Directions for this task.
Starting at the line with "for every instance of the tree trunk, set", copy each line through the last one below exactly as written, without any pictures.

»»

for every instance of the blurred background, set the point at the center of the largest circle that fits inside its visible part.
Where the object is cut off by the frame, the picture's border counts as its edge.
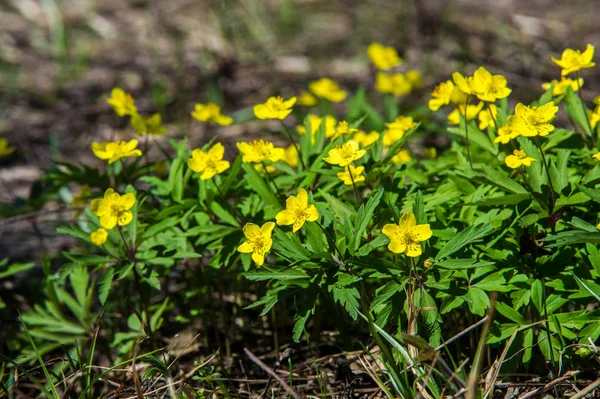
(60, 59)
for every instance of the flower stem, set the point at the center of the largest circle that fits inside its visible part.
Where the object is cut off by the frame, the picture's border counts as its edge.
(130, 253)
(331, 241)
(271, 180)
(587, 119)
(353, 186)
(493, 119)
(467, 132)
(537, 142)
(293, 143)
(234, 210)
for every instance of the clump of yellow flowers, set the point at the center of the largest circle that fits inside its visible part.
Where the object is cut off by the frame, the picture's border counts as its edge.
(297, 211)
(211, 112)
(275, 108)
(113, 151)
(114, 209)
(517, 159)
(258, 241)
(208, 163)
(406, 236)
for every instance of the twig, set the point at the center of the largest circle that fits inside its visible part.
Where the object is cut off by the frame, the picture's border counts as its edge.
(463, 332)
(269, 371)
(584, 392)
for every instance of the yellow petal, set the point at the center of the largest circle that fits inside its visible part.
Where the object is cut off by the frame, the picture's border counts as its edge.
(245, 248)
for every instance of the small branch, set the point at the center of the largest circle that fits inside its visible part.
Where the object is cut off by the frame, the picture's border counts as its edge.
(270, 371)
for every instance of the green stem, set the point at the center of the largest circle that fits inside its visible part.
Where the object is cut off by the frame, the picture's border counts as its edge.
(587, 119)
(493, 119)
(353, 186)
(537, 142)
(271, 180)
(293, 143)
(467, 131)
(240, 218)
(331, 241)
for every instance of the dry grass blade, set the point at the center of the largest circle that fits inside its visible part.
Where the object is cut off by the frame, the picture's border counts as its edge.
(270, 371)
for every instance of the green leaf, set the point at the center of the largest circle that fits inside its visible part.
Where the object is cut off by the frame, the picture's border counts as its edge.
(364, 216)
(537, 295)
(510, 313)
(104, 285)
(475, 136)
(574, 108)
(260, 187)
(465, 237)
(461, 264)
(500, 179)
(13, 268)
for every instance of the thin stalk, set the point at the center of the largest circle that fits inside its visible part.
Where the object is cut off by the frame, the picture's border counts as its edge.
(547, 325)
(493, 119)
(353, 186)
(331, 241)
(271, 180)
(234, 210)
(293, 143)
(467, 132)
(129, 251)
(587, 119)
(537, 142)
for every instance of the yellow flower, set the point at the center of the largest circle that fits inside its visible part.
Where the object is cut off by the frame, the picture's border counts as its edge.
(356, 175)
(430, 153)
(274, 108)
(441, 95)
(472, 111)
(208, 163)
(486, 119)
(99, 236)
(291, 156)
(122, 102)
(306, 99)
(258, 241)
(402, 157)
(396, 129)
(458, 96)
(415, 78)
(488, 87)
(395, 84)
(507, 132)
(345, 154)
(211, 113)
(534, 121)
(5, 149)
(594, 117)
(383, 57)
(463, 83)
(151, 125)
(270, 168)
(113, 151)
(561, 86)
(574, 60)
(405, 237)
(80, 199)
(518, 158)
(315, 125)
(342, 129)
(297, 211)
(260, 151)
(327, 89)
(366, 139)
(113, 209)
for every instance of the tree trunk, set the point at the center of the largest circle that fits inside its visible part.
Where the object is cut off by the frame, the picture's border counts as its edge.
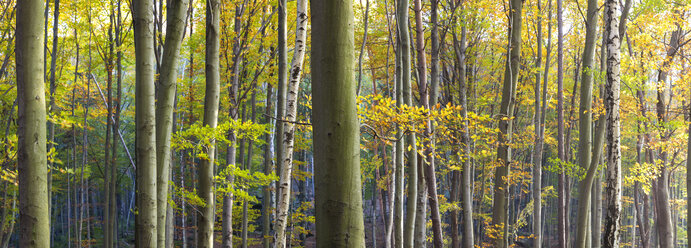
(281, 89)
(205, 217)
(34, 220)
(613, 178)
(175, 26)
(338, 207)
(688, 177)
(146, 226)
(288, 135)
(596, 213)
(501, 185)
(398, 156)
(585, 146)
(53, 106)
(537, 152)
(227, 218)
(266, 197)
(561, 206)
(406, 91)
(663, 220)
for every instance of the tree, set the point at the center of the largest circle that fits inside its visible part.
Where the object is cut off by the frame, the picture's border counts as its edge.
(284, 189)
(338, 203)
(613, 188)
(146, 225)
(561, 226)
(407, 98)
(501, 185)
(175, 25)
(585, 123)
(205, 217)
(34, 220)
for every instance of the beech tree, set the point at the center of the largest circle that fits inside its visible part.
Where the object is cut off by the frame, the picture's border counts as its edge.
(338, 204)
(34, 220)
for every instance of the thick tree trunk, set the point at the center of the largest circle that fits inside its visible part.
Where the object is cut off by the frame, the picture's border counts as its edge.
(338, 207)
(205, 217)
(175, 26)
(288, 135)
(34, 218)
(613, 178)
(501, 185)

««

Answer to the task.
for every instance of the tree trunk, set the point at the center of the largest circle that fits inside its visible part.
Where the object is cut off by the frame, the picture's border counts as its edge.
(281, 89)
(205, 217)
(34, 220)
(613, 178)
(175, 26)
(338, 207)
(688, 177)
(146, 226)
(288, 135)
(596, 213)
(501, 185)
(398, 156)
(585, 146)
(53, 106)
(537, 152)
(227, 218)
(266, 197)
(561, 206)
(406, 91)
(663, 220)
for every instance of the tree, set the point at the center of the largest circle that fits inside its visible part.
Where the object is cut off by the frame, the picture's border counts as its edge.
(284, 189)
(338, 203)
(613, 188)
(146, 225)
(561, 226)
(407, 98)
(501, 185)
(175, 25)
(585, 123)
(205, 217)
(34, 220)
for every instance of the beech tree, set the point at the center of the largest circle that fits inside its visible part.
Where the object is cut off by the frame, the picture's border counts as its edge.
(338, 204)
(34, 220)
for every instance of the thick tree trunk, set the point at the center of the largest circle that fits inside its visible part.
Where the object is cut off by the frame, the picture's border counts as its edge.
(338, 207)
(205, 217)
(175, 26)
(288, 135)
(34, 218)
(613, 178)
(501, 185)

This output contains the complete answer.